* BEGIN Material supplied *

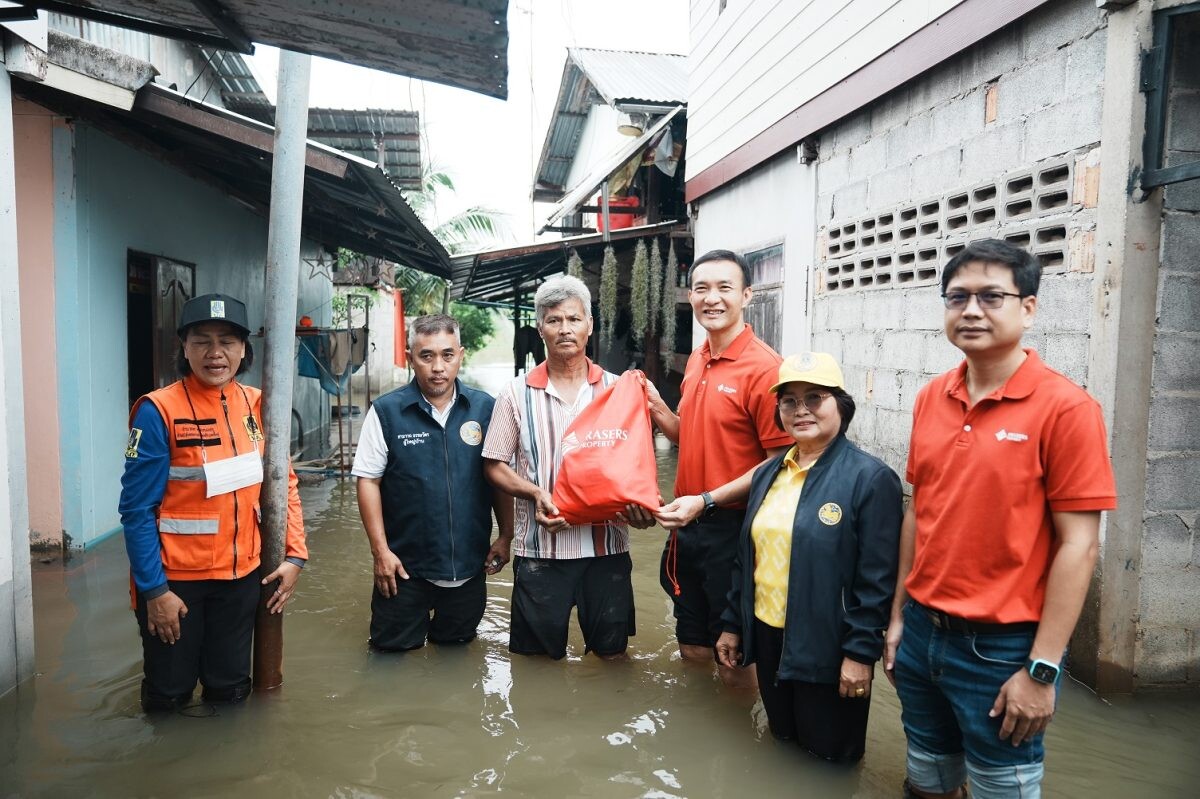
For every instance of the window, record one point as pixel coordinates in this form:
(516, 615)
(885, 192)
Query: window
(765, 311)
(1169, 76)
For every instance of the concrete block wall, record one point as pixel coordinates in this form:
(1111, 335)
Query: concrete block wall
(1001, 140)
(1169, 634)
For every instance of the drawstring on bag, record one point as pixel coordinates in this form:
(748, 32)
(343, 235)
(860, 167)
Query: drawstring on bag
(672, 565)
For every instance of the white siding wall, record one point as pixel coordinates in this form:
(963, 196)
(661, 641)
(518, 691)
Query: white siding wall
(755, 62)
(771, 206)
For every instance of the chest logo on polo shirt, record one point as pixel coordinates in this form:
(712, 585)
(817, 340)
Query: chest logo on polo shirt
(471, 433)
(829, 514)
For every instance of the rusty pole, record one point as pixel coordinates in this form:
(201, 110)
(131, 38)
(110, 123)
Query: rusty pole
(282, 278)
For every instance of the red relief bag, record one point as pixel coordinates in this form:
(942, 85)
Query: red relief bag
(609, 456)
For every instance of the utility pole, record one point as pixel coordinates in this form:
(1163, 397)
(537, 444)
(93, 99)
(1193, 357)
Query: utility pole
(282, 276)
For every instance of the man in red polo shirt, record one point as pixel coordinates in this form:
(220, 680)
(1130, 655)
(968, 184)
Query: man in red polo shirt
(725, 428)
(1009, 472)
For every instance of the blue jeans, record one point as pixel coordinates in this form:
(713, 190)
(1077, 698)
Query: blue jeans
(947, 683)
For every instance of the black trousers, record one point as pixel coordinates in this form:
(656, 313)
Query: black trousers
(832, 727)
(421, 610)
(214, 647)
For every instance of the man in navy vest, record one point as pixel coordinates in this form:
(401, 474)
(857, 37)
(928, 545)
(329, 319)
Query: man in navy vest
(425, 504)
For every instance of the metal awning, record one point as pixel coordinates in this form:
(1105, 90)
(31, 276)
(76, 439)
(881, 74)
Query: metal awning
(501, 275)
(348, 202)
(461, 43)
(609, 167)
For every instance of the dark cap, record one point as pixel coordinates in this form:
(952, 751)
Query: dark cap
(214, 307)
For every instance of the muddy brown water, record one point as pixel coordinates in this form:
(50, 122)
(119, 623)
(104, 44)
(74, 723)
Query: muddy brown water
(473, 720)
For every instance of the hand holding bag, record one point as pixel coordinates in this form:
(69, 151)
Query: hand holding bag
(609, 456)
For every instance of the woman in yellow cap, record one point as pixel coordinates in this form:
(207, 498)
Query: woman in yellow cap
(816, 568)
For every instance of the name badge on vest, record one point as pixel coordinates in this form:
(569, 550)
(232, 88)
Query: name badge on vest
(231, 474)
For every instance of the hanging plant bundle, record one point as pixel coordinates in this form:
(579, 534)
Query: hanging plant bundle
(666, 346)
(640, 294)
(609, 270)
(575, 265)
(655, 300)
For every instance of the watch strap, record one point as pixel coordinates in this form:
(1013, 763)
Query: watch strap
(1043, 671)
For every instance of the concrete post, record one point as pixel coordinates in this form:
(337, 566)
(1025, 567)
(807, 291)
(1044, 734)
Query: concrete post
(282, 276)
(16, 588)
(1121, 354)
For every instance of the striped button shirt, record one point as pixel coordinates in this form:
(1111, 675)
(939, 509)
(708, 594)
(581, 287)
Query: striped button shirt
(527, 427)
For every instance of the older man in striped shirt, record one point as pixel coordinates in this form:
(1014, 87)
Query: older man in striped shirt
(557, 565)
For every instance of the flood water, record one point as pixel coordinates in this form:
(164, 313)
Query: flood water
(473, 720)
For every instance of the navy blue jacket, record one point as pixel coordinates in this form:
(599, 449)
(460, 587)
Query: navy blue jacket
(845, 552)
(437, 506)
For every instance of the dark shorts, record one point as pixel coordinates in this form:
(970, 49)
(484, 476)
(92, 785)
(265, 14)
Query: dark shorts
(701, 564)
(811, 714)
(544, 590)
(421, 610)
(214, 646)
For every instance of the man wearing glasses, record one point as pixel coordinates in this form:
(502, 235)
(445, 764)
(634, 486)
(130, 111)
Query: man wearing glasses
(725, 428)
(1009, 473)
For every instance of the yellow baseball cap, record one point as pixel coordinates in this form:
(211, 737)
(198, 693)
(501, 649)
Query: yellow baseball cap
(819, 368)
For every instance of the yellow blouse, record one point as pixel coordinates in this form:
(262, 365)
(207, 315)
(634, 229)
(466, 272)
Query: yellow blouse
(772, 534)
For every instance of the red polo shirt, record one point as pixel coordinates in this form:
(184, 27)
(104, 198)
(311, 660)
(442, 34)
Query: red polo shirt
(726, 414)
(985, 481)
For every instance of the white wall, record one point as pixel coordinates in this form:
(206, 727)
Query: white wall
(16, 592)
(771, 205)
(755, 62)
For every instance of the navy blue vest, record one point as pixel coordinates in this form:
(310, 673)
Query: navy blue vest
(437, 506)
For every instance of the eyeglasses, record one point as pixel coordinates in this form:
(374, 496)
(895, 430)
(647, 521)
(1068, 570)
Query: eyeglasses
(813, 400)
(988, 300)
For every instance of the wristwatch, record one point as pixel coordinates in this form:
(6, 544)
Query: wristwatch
(1043, 671)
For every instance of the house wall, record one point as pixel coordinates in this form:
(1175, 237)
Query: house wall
(33, 130)
(111, 199)
(749, 215)
(1001, 140)
(755, 62)
(16, 587)
(1168, 644)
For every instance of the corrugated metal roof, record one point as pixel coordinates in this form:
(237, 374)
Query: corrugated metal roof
(593, 77)
(605, 169)
(502, 275)
(631, 76)
(348, 202)
(359, 132)
(455, 42)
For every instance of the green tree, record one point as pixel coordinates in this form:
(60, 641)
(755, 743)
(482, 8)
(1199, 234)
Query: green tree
(471, 229)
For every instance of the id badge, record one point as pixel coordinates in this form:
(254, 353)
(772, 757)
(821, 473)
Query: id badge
(231, 474)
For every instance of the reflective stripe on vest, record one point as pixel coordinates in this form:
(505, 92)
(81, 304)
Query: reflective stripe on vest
(189, 526)
(186, 473)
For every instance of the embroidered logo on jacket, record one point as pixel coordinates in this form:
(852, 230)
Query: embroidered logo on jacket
(471, 433)
(829, 514)
(252, 428)
(131, 448)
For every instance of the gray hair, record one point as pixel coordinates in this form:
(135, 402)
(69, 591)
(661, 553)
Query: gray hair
(558, 290)
(432, 324)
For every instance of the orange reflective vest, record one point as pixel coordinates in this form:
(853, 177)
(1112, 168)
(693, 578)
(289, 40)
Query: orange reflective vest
(214, 538)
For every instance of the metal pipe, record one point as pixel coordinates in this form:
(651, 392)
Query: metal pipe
(604, 211)
(282, 278)
(366, 347)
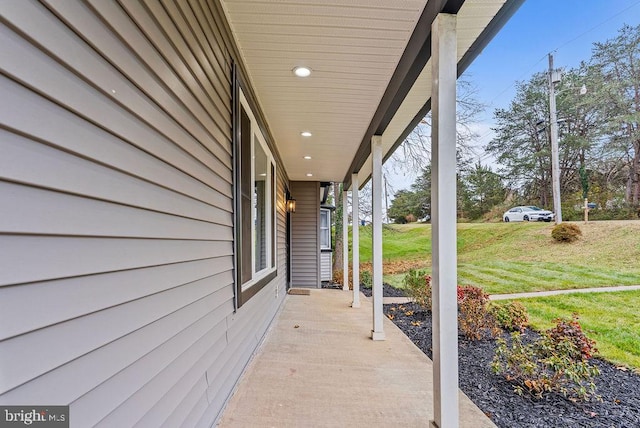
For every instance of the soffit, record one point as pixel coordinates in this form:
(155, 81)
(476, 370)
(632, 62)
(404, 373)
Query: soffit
(353, 48)
(472, 19)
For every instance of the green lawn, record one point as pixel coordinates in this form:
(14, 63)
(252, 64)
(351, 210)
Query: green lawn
(611, 319)
(522, 257)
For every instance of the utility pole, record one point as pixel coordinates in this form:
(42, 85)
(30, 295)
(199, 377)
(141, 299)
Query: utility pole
(554, 77)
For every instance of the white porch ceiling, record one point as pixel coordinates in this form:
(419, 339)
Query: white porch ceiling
(353, 48)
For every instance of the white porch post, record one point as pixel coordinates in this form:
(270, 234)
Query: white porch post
(355, 240)
(345, 241)
(376, 204)
(443, 213)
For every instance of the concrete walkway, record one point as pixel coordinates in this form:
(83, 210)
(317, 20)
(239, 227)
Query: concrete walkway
(402, 300)
(318, 368)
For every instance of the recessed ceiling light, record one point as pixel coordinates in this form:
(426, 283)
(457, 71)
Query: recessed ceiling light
(302, 71)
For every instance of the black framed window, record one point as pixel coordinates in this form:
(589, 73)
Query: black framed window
(255, 216)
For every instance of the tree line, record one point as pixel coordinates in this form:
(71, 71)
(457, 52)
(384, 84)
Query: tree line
(598, 135)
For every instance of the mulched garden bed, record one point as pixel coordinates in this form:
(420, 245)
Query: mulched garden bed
(619, 389)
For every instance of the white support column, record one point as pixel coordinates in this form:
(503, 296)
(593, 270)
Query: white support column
(376, 204)
(443, 215)
(345, 241)
(355, 238)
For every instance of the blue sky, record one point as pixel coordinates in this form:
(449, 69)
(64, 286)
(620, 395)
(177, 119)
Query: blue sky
(568, 28)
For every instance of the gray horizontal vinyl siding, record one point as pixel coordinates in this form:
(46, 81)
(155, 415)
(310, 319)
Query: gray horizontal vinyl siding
(116, 213)
(305, 245)
(326, 267)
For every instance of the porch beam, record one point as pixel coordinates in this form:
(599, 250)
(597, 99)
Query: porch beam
(443, 213)
(376, 204)
(345, 240)
(355, 252)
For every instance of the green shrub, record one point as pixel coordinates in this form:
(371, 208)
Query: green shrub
(474, 317)
(566, 232)
(568, 335)
(552, 363)
(417, 285)
(510, 316)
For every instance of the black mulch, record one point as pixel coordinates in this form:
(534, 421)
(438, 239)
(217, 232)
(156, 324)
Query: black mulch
(620, 390)
(387, 291)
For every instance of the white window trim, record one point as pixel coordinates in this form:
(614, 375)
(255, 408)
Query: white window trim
(270, 214)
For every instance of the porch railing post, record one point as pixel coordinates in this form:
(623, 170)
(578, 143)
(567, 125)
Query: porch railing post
(355, 214)
(376, 204)
(345, 241)
(443, 214)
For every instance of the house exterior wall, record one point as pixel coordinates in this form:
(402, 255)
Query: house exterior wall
(116, 214)
(305, 240)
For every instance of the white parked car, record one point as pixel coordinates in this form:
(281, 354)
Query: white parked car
(527, 213)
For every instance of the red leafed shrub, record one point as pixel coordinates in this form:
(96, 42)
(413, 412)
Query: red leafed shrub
(474, 317)
(510, 316)
(558, 361)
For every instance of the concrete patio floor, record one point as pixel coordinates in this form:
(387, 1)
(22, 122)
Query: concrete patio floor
(318, 367)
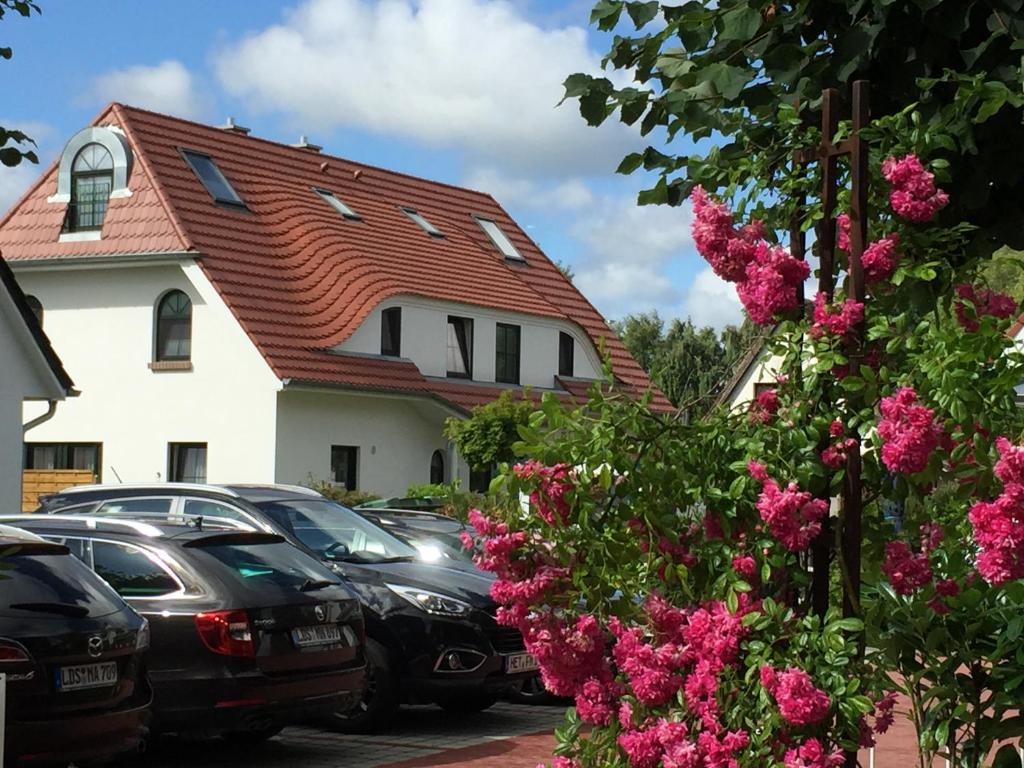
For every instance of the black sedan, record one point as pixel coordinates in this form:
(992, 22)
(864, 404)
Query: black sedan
(74, 655)
(431, 634)
(249, 633)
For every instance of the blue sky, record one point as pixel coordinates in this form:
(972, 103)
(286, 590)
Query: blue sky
(464, 91)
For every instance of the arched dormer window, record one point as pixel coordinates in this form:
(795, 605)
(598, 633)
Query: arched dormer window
(173, 327)
(437, 468)
(94, 168)
(36, 306)
(91, 184)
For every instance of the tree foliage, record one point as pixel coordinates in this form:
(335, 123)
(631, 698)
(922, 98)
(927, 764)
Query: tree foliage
(688, 364)
(748, 75)
(18, 150)
(487, 436)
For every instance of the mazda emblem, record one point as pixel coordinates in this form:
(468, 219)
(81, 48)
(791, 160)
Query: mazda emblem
(95, 646)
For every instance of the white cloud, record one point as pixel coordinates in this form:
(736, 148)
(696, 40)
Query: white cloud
(474, 75)
(712, 301)
(167, 87)
(629, 251)
(519, 192)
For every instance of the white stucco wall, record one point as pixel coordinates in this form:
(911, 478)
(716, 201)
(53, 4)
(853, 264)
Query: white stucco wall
(395, 437)
(24, 375)
(424, 340)
(100, 322)
(765, 371)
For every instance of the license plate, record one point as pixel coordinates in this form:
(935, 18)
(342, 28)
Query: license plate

* END Material supplied *

Task prompt »
Only the lines from the one containing "For every instance of the mazda" to the end of the listing belong in the output, each reproduced exactly.

Solved exercise »
For every instance of the mazda emblem, record one point as pixel coordinates in this form:
(468, 219)
(81, 48)
(791, 160)
Query: mazda emblem
(95, 646)
For every instance of the white cloud, record one point as pixel coordinates in this form:
(736, 148)
(696, 40)
Query: white cloud
(474, 75)
(712, 301)
(167, 87)
(629, 251)
(519, 192)
For every instance of the white stucco wall, record one point as pixel coordinates in this form:
(911, 478)
(716, 201)
(53, 4)
(853, 264)
Query: white stucco wall
(395, 437)
(24, 375)
(424, 340)
(100, 322)
(765, 371)
For every instance of the license plate, record one point as pixel coordinates in this form:
(935, 18)
(342, 28)
Query: license plate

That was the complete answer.